◆ **PROBLEM DETAILS**: Look through the data below. Collect every line where the word "hand" occurs.

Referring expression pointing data
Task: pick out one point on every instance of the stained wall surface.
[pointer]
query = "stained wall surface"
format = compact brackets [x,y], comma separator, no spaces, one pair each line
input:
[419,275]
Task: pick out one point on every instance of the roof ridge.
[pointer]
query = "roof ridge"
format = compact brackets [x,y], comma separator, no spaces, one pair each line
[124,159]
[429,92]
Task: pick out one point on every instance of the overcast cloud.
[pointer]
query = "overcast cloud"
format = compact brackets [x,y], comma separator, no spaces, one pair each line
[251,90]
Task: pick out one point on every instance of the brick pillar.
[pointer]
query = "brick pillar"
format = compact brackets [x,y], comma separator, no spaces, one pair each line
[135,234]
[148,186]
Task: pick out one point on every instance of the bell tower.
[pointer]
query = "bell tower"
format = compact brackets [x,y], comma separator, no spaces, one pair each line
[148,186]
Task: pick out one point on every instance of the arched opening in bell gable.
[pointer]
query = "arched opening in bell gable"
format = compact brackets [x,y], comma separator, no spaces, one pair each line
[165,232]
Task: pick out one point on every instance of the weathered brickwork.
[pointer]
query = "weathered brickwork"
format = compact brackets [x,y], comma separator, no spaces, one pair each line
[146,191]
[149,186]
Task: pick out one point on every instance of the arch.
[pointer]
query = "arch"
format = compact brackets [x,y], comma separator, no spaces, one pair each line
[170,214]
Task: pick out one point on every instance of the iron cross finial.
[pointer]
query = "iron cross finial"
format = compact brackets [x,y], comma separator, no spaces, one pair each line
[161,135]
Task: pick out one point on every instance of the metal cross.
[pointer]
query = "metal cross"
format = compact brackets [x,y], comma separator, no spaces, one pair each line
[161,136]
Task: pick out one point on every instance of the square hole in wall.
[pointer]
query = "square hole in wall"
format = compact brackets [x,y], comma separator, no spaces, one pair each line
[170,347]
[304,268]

---

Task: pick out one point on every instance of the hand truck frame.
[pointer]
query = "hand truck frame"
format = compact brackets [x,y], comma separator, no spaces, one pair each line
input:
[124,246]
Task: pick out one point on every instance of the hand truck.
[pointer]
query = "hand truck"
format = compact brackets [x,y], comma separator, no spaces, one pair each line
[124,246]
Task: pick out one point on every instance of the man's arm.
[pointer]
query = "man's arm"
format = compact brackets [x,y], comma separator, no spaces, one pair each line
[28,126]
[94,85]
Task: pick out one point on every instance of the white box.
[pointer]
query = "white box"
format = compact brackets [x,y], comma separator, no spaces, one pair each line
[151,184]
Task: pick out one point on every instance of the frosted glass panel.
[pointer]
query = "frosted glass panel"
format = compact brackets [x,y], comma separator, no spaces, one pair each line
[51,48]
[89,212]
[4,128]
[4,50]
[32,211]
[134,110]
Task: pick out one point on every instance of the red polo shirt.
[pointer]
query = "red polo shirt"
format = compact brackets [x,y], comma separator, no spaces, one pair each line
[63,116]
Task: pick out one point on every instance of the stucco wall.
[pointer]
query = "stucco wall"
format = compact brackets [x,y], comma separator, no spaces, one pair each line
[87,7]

◆ **ANSWER FOR THE TASK**:
Task: pick out one point on every instance of the hand truck frame.
query = "hand truck frame"
Task: pick out one point on every instance of the hand truck.
query = "hand truck"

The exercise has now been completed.